◆ Selected passage:
Environmental and Behavioral Levels

Mapped with just a bit of minor details, this section would fill books. The books would probably be really interesting for many people, but they would not be very useful for understanding Van’s gifts to us. Just to provide a sense of some of Van’s environmental preferences and notable behaviors, however, here’s a short, selected list –

  • Van liked to geek out on technology and gadgets. He took a fancy to Origin gaming computers and configured maximalist gaming machines for his personal desktop. And, he loved Apple devices.
  • At home, Kala managed a very healthy diet for Van, but out of the house, he relished the local drive throughs. On his way to the office for our weekly staff meetings, he would often bring branded white paper bags with a burger, fries, and soda. He enjoyed eating them immensely while the rest of us provided our weekly updates. (Shhh. We did not tell on him to Kala.)

◆ Records:
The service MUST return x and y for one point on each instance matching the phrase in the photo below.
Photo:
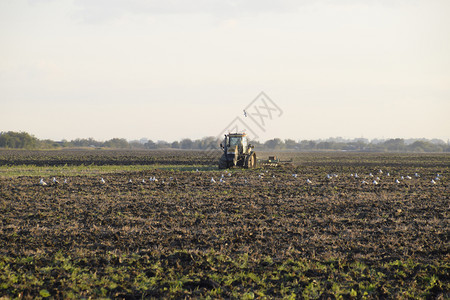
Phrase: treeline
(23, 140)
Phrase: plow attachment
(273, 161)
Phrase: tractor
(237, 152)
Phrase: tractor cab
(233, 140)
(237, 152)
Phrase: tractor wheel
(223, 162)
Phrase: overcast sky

◆ Exercises to complete:
1. Answer these questions from the passage about Van's preferences and habits, giving each answer on its own line with the matching letter.
(a) What make of gaming computer did Van take a fancy to?
(b) Who managed a very healthy diet for Van at home?
(c) What did Van often bring to the weekly staff meetings?
2. Output the part of the passage about Van's preferences and habits that begins at the words "Environmental and Behavioral" and stops after the words "loved Apple devices.".
3. Write the next part of the passage about Van's preferences and habits, picking up after its last sentence.

◆ Solved tasks:
1.
(a) Origin
(b) Kala
(c) Branded white paper bags with a burger, fries, and soda

2.
Environmental and Behavioral Levels

Mapped with just a bit of minor details, this section would fill books. The books would probably be really interesting for many people, but they would not be very useful for understanding Van’s gifts to us. Just to provide a sense of some of Van’s environmental preferences and notable behaviors, however, here’s a short, selected list –

  • Van liked to geek out on technology and gadgets. He took a fancy to Origin gaming computers and configured maximalist gaming machines for his personal desktop. And, he loved Apple devices.

3.
  • Van was more kinesthetically-oriented rather than visually-oriented. He cared more about comfort and how things felt to him rather than how he looked. In the pre YouTube/Zoom days, his unkempt appearance mattered little overall. When we started recording him on video, his “style” didn’t present so well on the other side of the screen. We benefited from Kala’s support and her tasteful sense of fashion. She was wonderful at helping him build an attractive wardrobe.
  • Van enjoyed the status of premium brands – but only for certain products and services, not for everything he owned. He savored: first class travel, Teslas, expensive sweaters and jackets, and an eclectic mix of various other items – but again, not everything. At one point, he paid tens of thousands of dollars for a fancy watch known by its two French surnames label. As much as he enjoyed luxury so close as his wrist, the piece kept time poorly, and within the year, he shifted back to more familiar watch names like Casio and Timex.
  • He loved to listen to big bands, swing music, and popular music from the 1950s. His song library filled an iPod.
  • Van loved the Green Bay Packers, but he never really liked watching them play live in the bone chilling cold at Lambeau. One of the highlights of his life was to watch them win the Super Boal in person with D.R. Barton.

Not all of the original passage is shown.